TASK DETAILS: Report every line below that contains the string "front", copying each such line in full.

[Extracted data entries]
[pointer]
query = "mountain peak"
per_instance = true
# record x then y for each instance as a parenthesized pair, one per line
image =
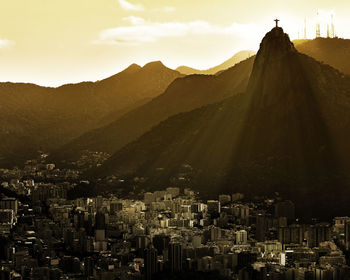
(275, 43)
(154, 65)
(132, 68)
(276, 65)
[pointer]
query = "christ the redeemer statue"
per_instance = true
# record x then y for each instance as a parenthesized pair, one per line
(276, 20)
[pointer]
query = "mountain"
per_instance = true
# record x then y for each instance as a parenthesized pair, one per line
(45, 118)
(333, 51)
(238, 57)
(289, 132)
(184, 94)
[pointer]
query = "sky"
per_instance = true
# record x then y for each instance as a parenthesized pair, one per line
(52, 42)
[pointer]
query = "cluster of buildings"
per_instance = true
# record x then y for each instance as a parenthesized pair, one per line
(168, 232)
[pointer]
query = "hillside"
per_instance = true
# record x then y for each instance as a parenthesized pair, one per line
(184, 94)
(238, 57)
(287, 133)
(44, 118)
(332, 51)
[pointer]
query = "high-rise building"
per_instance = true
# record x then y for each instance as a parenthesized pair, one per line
(214, 207)
(9, 203)
(161, 242)
(150, 258)
(241, 237)
(285, 209)
(347, 235)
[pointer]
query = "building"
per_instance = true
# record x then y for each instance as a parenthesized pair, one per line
(150, 263)
(175, 257)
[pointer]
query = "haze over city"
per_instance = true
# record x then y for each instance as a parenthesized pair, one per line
(55, 42)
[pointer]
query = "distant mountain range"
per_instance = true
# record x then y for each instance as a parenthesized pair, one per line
(182, 95)
(238, 57)
(34, 117)
(289, 132)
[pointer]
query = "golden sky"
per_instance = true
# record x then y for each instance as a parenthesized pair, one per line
(51, 42)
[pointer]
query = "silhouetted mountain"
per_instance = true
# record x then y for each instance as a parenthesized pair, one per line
(44, 118)
(184, 94)
(332, 51)
(238, 57)
(289, 133)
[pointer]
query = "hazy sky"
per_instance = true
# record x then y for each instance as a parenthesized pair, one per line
(51, 42)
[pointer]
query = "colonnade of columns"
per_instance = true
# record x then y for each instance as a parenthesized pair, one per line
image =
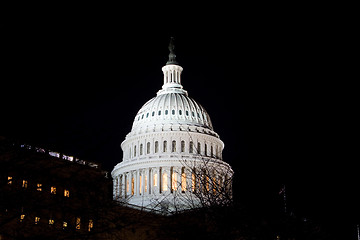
(146, 181)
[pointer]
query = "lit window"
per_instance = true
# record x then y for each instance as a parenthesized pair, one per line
(173, 146)
(140, 184)
(145, 184)
(66, 193)
(155, 180)
(191, 147)
(193, 182)
(173, 181)
(148, 148)
(78, 220)
(165, 146)
(164, 183)
(24, 184)
(183, 181)
(156, 146)
(91, 225)
(207, 183)
(132, 186)
(182, 146)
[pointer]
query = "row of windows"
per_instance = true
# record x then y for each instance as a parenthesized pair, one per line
(65, 224)
(178, 181)
(192, 148)
(39, 187)
(167, 112)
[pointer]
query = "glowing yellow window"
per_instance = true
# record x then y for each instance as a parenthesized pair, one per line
(145, 184)
(193, 182)
(164, 183)
(132, 186)
(140, 184)
(174, 181)
(66, 193)
(77, 225)
(91, 225)
(155, 180)
(183, 182)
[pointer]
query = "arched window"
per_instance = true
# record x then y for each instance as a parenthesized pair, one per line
(156, 146)
(165, 146)
(173, 146)
(191, 147)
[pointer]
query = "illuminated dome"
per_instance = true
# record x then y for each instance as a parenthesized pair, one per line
(172, 155)
(172, 107)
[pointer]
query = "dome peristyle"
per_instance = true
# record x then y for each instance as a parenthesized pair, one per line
(172, 157)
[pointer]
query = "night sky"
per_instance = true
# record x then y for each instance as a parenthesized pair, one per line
(273, 83)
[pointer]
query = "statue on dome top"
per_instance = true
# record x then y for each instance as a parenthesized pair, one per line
(172, 55)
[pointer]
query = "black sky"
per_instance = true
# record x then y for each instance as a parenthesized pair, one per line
(273, 82)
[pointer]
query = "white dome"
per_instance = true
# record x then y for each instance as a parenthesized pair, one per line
(170, 146)
(171, 108)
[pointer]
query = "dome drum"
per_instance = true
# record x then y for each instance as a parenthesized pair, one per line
(172, 152)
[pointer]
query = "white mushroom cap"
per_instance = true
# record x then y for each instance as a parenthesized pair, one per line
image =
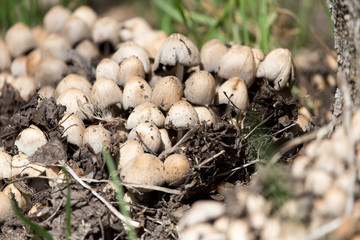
(145, 112)
(211, 53)
(167, 91)
(206, 115)
(88, 50)
(130, 67)
(30, 140)
(56, 45)
(145, 169)
(107, 68)
(5, 58)
(18, 66)
(129, 49)
(55, 18)
(276, 67)
(33, 59)
(6, 211)
(26, 86)
(40, 35)
(50, 70)
(22, 200)
(71, 99)
(176, 169)
(136, 92)
(5, 163)
(106, 29)
(87, 14)
(148, 135)
(22, 166)
(75, 30)
(19, 39)
(105, 93)
(95, 136)
(238, 61)
(128, 151)
(73, 128)
(177, 50)
(181, 116)
(200, 88)
(73, 81)
(236, 92)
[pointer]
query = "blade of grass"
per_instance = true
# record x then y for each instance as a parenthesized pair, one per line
(68, 204)
(119, 190)
(40, 231)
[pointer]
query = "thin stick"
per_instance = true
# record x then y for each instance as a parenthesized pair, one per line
(211, 158)
(107, 204)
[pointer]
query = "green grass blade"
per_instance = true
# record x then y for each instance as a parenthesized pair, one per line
(119, 190)
(40, 231)
(67, 205)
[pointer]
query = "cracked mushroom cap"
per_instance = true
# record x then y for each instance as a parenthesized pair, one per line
(19, 39)
(211, 53)
(238, 61)
(105, 92)
(129, 49)
(95, 136)
(30, 140)
(277, 67)
(177, 49)
(73, 81)
(136, 92)
(167, 91)
(176, 169)
(145, 112)
(181, 116)
(200, 88)
(55, 18)
(145, 169)
(148, 135)
(106, 29)
(233, 90)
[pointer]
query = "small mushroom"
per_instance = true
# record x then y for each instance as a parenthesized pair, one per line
(19, 39)
(145, 169)
(277, 67)
(167, 91)
(145, 112)
(105, 93)
(200, 88)
(136, 92)
(30, 140)
(73, 81)
(128, 151)
(148, 135)
(107, 68)
(73, 128)
(129, 49)
(55, 18)
(238, 61)
(95, 136)
(176, 169)
(130, 67)
(233, 90)
(177, 51)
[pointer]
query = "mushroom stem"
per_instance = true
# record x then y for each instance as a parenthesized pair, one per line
(179, 71)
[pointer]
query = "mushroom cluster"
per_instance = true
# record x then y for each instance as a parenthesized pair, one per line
(101, 69)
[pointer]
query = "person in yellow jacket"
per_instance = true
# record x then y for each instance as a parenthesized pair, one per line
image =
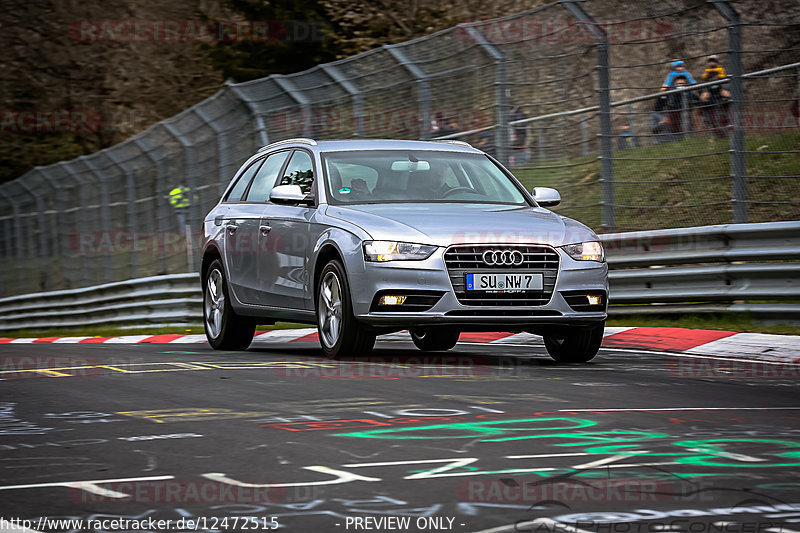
(713, 66)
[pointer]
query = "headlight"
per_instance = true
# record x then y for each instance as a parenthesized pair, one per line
(396, 251)
(586, 251)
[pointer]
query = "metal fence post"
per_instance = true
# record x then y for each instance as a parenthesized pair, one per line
(355, 94)
(222, 147)
(261, 127)
(43, 255)
(797, 96)
(423, 89)
(584, 136)
(502, 132)
(631, 131)
(736, 107)
(16, 223)
(686, 125)
(83, 214)
(305, 105)
(105, 218)
(130, 186)
(191, 183)
(161, 205)
(604, 102)
(60, 245)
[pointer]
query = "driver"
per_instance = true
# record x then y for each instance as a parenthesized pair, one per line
(439, 187)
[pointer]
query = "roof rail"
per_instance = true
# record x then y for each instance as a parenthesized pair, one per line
(298, 140)
(454, 141)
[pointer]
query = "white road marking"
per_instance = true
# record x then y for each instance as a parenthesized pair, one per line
(90, 486)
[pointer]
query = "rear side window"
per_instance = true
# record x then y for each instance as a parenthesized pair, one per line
(236, 193)
(267, 174)
(299, 171)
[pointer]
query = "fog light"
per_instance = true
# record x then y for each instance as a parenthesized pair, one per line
(392, 300)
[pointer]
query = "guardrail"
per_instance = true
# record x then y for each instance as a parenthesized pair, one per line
(725, 268)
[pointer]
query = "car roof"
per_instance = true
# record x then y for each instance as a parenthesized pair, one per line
(375, 144)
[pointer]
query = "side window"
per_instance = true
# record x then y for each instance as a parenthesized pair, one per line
(262, 184)
(299, 171)
(238, 189)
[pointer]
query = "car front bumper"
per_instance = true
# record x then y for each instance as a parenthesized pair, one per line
(431, 277)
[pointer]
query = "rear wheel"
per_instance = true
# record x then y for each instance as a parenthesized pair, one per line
(339, 332)
(574, 345)
(434, 339)
(225, 330)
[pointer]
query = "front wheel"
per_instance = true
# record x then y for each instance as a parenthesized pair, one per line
(574, 345)
(434, 339)
(225, 330)
(339, 331)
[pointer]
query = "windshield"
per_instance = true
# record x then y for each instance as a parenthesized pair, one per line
(404, 176)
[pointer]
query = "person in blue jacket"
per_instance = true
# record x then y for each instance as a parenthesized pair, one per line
(678, 69)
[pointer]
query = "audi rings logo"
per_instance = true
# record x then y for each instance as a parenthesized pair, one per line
(503, 257)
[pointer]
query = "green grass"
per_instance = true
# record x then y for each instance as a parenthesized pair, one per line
(693, 190)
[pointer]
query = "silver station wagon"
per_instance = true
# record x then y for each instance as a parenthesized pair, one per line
(365, 237)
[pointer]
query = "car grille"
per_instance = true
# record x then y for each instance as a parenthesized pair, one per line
(464, 259)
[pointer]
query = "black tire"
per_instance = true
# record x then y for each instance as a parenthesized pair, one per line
(434, 339)
(225, 330)
(574, 345)
(340, 334)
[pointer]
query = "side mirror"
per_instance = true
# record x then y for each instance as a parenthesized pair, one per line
(290, 194)
(546, 197)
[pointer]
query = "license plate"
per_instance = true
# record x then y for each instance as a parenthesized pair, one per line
(504, 282)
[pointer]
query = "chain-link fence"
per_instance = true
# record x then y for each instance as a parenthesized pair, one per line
(726, 151)
(565, 97)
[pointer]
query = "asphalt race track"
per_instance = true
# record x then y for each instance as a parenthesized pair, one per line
(484, 437)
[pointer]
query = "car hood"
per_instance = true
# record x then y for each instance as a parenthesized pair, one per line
(444, 224)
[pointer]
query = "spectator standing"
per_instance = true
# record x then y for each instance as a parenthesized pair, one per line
(625, 139)
(714, 102)
(680, 106)
(519, 138)
(486, 143)
(678, 69)
(713, 69)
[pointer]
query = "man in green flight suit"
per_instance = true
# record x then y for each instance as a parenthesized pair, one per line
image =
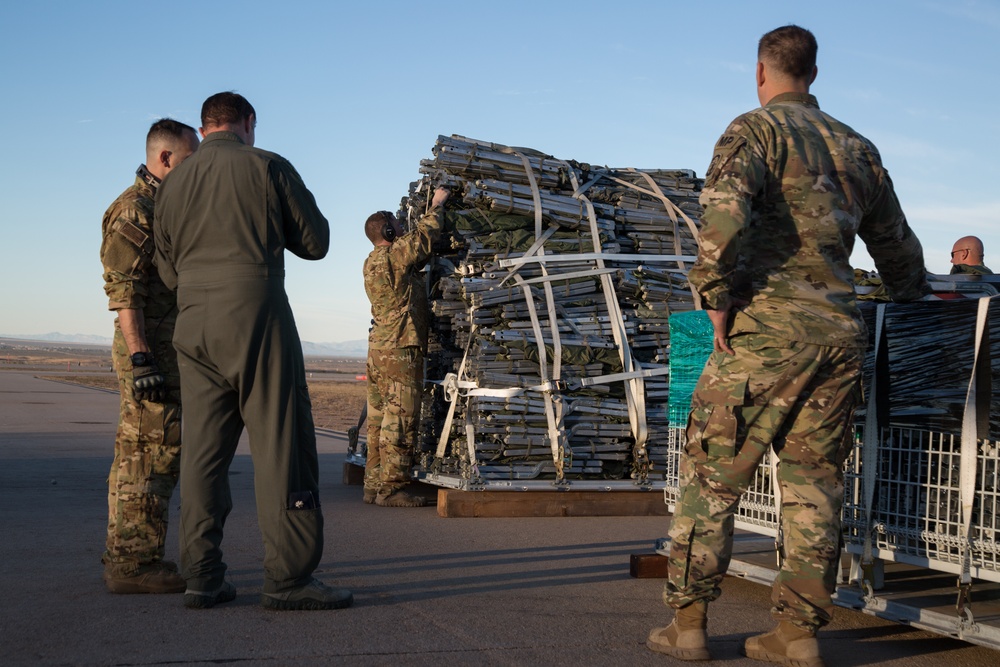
(222, 226)
(147, 446)
(396, 347)
(787, 191)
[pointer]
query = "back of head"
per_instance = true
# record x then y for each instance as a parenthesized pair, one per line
(790, 50)
(168, 132)
(376, 225)
(226, 108)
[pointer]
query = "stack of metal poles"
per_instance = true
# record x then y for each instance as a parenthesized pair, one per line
(551, 293)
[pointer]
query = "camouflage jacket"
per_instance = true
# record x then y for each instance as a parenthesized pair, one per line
(397, 292)
(968, 269)
(130, 279)
(787, 191)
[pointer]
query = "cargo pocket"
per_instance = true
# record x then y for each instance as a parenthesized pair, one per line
(716, 425)
(301, 537)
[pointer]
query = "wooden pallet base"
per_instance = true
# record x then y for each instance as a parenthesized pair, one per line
(353, 475)
(497, 504)
(647, 566)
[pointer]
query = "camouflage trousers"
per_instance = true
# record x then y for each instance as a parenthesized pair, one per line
(395, 386)
(146, 464)
(798, 399)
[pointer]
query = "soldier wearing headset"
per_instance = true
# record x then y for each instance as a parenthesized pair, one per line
(397, 343)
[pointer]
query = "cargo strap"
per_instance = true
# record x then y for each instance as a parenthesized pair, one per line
(975, 426)
(870, 444)
(635, 392)
(672, 211)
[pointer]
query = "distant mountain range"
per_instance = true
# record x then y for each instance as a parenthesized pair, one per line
(353, 349)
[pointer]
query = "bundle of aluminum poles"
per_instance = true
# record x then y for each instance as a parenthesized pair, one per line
(551, 293)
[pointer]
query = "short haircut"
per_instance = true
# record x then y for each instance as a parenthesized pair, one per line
(374, 225)
(168, 131)
(225, 109)
(789, 49)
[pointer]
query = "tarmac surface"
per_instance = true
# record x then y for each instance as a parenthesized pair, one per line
(427, 590)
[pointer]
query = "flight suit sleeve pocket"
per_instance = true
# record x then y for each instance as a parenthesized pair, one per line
(714, 425)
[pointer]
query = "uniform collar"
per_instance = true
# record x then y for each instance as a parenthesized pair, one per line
(222, 135)
(796, 98)
(143, 174)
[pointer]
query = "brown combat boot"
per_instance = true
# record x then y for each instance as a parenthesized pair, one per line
(160, 577)
(399, 498)
(788, 645)
(686, 637)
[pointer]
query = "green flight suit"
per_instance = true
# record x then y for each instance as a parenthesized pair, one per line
(223, 221)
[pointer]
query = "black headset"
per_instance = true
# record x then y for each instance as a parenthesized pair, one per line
(388, 231)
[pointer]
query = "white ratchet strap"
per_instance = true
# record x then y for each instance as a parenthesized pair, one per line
(450, 384)
(672, 211)
(635, 393)
(974, 424)
(870, 444)
(555, 438)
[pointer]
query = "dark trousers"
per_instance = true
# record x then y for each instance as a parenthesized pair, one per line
(241, 366)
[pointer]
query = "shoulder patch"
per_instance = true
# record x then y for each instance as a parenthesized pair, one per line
(130, 231)
(725, 148)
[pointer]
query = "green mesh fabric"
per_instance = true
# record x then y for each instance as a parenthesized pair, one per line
(690, 345)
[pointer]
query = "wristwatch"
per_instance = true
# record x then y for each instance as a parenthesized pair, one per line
(141, 359)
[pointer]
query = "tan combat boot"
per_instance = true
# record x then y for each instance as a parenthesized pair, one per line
(787, 644)
(686, 637)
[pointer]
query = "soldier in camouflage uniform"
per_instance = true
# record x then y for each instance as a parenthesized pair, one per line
(147, 447)
(967, 257)
(787, 191)
(396, 346)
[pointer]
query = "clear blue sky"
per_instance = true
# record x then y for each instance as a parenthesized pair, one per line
(355, 94)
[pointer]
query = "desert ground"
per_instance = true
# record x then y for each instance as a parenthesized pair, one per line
(336, 392)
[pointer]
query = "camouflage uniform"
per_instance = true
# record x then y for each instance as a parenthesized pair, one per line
(972, 270)
(396, 346)
(787, 191)
(147, 447)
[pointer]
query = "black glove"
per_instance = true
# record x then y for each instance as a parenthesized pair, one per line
(148, 383)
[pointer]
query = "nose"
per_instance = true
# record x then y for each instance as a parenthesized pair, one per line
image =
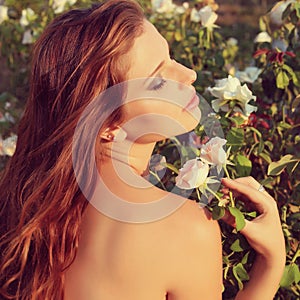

SOLUTION FOR THIS EXERCISE:
query = "car front bumper"
query = "front wheel"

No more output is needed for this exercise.